WHAT IS REQUIRED
Reproduce the entries below, swapping every occurrence of "life ring" for "lifebuoy" and leaving everything else unchanged.

## Start RECORDS PROVIDED

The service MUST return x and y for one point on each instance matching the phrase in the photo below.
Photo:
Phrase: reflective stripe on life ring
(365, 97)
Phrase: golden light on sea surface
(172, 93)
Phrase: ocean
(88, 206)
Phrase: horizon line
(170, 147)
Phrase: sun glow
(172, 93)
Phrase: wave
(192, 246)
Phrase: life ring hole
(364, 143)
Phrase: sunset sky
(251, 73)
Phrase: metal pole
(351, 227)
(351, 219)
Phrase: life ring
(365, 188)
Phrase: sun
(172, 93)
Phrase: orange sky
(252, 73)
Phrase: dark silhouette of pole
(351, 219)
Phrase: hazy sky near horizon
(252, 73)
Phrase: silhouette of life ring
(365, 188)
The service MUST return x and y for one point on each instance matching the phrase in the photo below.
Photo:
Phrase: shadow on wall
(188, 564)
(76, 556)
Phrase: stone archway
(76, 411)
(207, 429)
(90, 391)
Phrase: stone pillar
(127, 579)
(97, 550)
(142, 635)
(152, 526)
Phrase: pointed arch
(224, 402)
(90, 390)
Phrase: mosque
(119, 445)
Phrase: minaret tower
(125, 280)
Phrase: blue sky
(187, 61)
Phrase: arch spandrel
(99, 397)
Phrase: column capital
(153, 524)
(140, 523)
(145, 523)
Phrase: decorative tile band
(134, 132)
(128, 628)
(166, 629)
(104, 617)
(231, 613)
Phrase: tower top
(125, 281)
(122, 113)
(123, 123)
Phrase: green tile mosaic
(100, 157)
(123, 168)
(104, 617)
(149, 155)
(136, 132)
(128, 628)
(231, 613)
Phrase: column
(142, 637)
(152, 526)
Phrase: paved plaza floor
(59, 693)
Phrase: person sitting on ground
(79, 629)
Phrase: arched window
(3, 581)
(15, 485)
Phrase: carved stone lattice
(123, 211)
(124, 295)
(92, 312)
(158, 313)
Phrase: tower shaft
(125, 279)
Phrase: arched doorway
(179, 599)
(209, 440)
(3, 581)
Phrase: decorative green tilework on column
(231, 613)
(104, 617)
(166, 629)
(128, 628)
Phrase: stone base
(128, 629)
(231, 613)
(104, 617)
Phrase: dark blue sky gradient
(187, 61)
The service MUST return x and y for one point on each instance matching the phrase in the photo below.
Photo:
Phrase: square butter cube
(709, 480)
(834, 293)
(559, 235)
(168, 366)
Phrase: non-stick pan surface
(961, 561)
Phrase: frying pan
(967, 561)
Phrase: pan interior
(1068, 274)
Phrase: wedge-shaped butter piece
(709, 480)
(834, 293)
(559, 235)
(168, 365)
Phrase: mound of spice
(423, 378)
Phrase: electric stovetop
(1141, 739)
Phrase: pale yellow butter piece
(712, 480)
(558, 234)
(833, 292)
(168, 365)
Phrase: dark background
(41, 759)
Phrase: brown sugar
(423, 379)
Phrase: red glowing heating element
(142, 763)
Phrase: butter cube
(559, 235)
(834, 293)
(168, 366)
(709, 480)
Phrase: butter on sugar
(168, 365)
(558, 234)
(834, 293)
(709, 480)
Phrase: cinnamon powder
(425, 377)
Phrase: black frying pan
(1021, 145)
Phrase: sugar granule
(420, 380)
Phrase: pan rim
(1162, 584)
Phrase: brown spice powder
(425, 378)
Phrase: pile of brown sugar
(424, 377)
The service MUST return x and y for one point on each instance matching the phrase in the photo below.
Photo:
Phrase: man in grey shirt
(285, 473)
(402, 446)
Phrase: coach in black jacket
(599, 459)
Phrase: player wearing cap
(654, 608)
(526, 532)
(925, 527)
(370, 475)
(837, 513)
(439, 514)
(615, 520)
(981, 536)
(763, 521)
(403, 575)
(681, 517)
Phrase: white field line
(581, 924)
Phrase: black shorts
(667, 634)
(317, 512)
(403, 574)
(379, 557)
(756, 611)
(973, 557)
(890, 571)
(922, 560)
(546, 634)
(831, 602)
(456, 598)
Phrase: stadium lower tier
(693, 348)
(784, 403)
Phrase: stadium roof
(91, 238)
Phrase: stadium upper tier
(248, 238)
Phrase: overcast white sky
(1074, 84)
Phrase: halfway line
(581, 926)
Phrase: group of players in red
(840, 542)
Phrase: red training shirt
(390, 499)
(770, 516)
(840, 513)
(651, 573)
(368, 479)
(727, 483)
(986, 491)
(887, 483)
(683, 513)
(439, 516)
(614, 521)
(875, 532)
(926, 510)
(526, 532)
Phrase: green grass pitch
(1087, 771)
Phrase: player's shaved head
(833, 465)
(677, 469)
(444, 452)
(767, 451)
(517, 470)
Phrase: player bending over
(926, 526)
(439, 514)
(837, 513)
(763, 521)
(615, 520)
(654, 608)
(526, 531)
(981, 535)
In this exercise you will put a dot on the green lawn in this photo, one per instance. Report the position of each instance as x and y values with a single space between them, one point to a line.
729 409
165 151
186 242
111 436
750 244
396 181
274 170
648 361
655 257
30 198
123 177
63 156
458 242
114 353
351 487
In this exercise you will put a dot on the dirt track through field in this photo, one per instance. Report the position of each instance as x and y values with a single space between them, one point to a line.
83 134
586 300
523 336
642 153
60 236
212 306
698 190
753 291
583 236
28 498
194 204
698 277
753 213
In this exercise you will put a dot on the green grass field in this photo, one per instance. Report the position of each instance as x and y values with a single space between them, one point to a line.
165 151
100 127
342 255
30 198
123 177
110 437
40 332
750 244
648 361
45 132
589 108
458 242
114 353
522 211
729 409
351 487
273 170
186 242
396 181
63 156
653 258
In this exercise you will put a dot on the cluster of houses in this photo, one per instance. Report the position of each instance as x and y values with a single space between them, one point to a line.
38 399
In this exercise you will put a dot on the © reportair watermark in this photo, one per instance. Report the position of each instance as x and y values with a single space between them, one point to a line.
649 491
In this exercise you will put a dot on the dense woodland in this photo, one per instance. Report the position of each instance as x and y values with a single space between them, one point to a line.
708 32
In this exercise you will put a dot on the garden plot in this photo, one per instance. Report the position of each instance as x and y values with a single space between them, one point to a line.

## End RECORDS PROVIDED

OUTPUT BELOW
The service MUST return x and y for one point on each instance matching the phrase in the photo below.
Photo:
Phrase: reflective stripe on lifebuoy
(365, 97)
Phrase: golden light on sea surface
(172, 93)
Phrase: ocean
(88, 206)
Phrase: horizon line
(170, 147)
Phrase: sun glow
(172, 93)
Phrase: wave
(192, 246)
Phrase: lifebuoy hole
(364, 143)
Phrase: sunset sky
(251, 73)
Phrase: metal pole
(351, 227)
(351, 219)
Phrase: lifebuoy
(365, 188)
Phrase: sun
(172, 93)
Phrase: orange sky
(252, 73)
Phrase: dark silhouette of pole
(351, 219)
Phrase: hazy sky near horizon
(252, 73)
Phrase: silhouette of lifebuoy
(365, 188)
The service MUST return x and y for one point on each instance matching the phrase in the photo below.
Photo:
Phrase: shadow on wall
(188, 564)
(76, 556)
Phrase: stone archway
(76, 411)
(207, 429)
(90, 391)
Phrase: stone pillar
(127, 579)
(97, 550)
(142, 635)
(152, 526)
Phrase: pointed arch
(224, 402)
(90, 390)
Phrase: mosque
(119, 445)
Phrase: minaret tower
(125, 280)
Phrase: blue sky
(187, 61)
Phrase: arch spandrel
(99, 397)
Phrase: column capital
(153, 524)
(140, 523)
(145, 523)
Phrase: decorative tile band
(134, 132)
(128, 628)
(166, 629)
(104, 617)
(231, 613)
Phrase: tower top
(125, 281)
(122, 113)
(123, 123)
Phrase: green tile mosaic
(100, 157)
(123, 168)
(104, 617)
(149, 155)
(136, 132)
(128, 628)
(231, 613)
Phrase: column
(142, 637)
(152, 526)
Phrase: paved plaza floor
(59, 693)
Phrase: person sitting on ground
(79, 629)
Phrase: arched window
(3, 581)
(15, 485)
Phrase: carved stone lattice
(123, 211)
(124, 295)
(92, 312)
(158, 313)
Phrase: tower shaft
(125, 279)
Phrase: arched doorway
(179, 599)
(209, 440)
(3, 581)
Phrase: decorative green tilework on column
(231, 613)
(104, 617)
(166, 629)
(128, 628)
Phrase: stone base
(128, 629)
(231, 613)
(104, 617)
Phrase: dark blue sky gradient
(187, 61)
The service MUST return x and y for one point on each instance matching the phrase in the photo below.
Photo:
Phrase: square butter cube
(709, 480)
(834, 293)
(559, 235)
(168, 366)
Phrase: non-stick pan surface
(961, 561)
Phrase: frying pan
(967, 561)
Phrase: pan interior
(1068, 274)
Phrase: wedge-shaped butter piece
(709, 480)
(834, 293)
(559, 235)
(168, 365)
Phrase: mound of spice
(423, 378)
Phrase: electric stovetop
(1141, 739)
Phrase: pale yellow butter piece
(712, 480)
(558, 234)
(833, 292)
(168, 365)
Phrase: dark background
(41, 759)
Phrase: brown sugar
(423, 379)
Phrase: red glowing heating element
(142, 763)
Phrase: butter cube
(559, 235)
(834, 293)
(168, 366)
(709, 480)
Phrase: butter on sugar
(168, 365)
(558, 234)
(834, 293)
(709, 480)
Phrase: cinnamon powder
(425, 377)
Phrase: black frying pan
(1021, 145)
Phrase: sugar granule
(420, 380)
Phrase: pan rim
(1162, 584)
Phrase: brown spice powder
(425, 378)
Phrase: pile of brown sugar
(424, 377)
The service MUST return x and y for one point on each instance matching the phrase in the photo below.
Photo:
Phrase: man in grey shirt
(285, 473)
(402, 446)
Phrase: coach in black jacket
(599, 459)
Phrase: player wearing cap
(654, 608)
(526, 532)
(925, 527)
(370, 475)
(837, 513)
(439, 514)
(615, 520)
(981, 536)
(763, 521)
(403, 575)
(681, 517)
Phrase: white field line
(581, 924)
Phrase: black shorts
(667, 634)
(317, 512)
(403, 574)
(379, 557)
(756, 611)
(973, 557)
(890, 571)
(922, 560)
(546, 634)
(831, 602)
(456, 598)
Phrase: stadium lower tier
(693, 348)
(784, 403)
Phrase: stadium roof
(91, 238)
Phrase: stadium upper tier
(248, 238)
Phrase: overcast white sky
(1074, 84)
Phrase: halfway line
(581, 926)
Phrase: group of players in red
(840, 542)
Phrase: red training shirt
(390, 499)
(770, 516)
(840, 513)
(651, 573)
(368, 479)
(727, 483)
(986, 491)
(887, 483)
(683, 513)
(439, 516)
(614, 521)
(875, 532)
(926, 510)
(526, 532)
Phrase: green grass pitch
(1087, 771)
Phrase: player's shaved head
(833, 465)
(677, 469)
(444, 452)
(767, 451)
(517, 470)
Phrase: player bending over
(926, 526)
(439, 514)
(837, 513)
(763, 521)
(615, 520)
(654, 608)
(526, 531)
(981, 535)
In this exercise you will put a dot on the green lawn in this photo, one per instance. Report the position of each instance as x and y values with a single space between them, one point to a line.
729 409
165 151
186 242
111 436
750 244
396 181
274 170
648 361
655 257
30 198
123 177
63 156
458 242
114 353
351 487
In this exercise you will put a dot on the dirt track through field in this photo, one per instance. Report the position of each instance as x and y values with a single space between them, one point to a line.
83 134
586 300
523 336
642 153
60 236
212 306
698 190
753 291
583 236
28 498
194 204
698 277
753 213
In this exercise you will put a dot on the green grass field in this photo, one per instance. Report the position of each instance as x and y values with a single space between them, one point to a line.
165 151
100 127
342 255
30 198
123 177
110 437
40 332
750 244
648 361
45 132
589 108
458 242
114 353
522 211
729 409
351 487
273 170
186 242
396 181
63 156
653 258
In this exercise you will put a dot on the cluster of houses in this photo, one per instance. Report the position of each instance as x and y values with a single space between them, one point to a line.
38 399
In this exercise you will put a dot on the © reportair watermark in this photo, one per instance. Report the position of each instance as x and y values with a single space between them, one point to a line.
649 491
In this exercise you will put a dot on the dense woodland in this photo, one per instance. Report the position of each instance as x and y values with a single space between them, one point to a line.
708 32
In this exercise you will put a dot on the garden plot in this photo, one per instance. Report the position of each instance as x and y values with a single space between them, one point to a line.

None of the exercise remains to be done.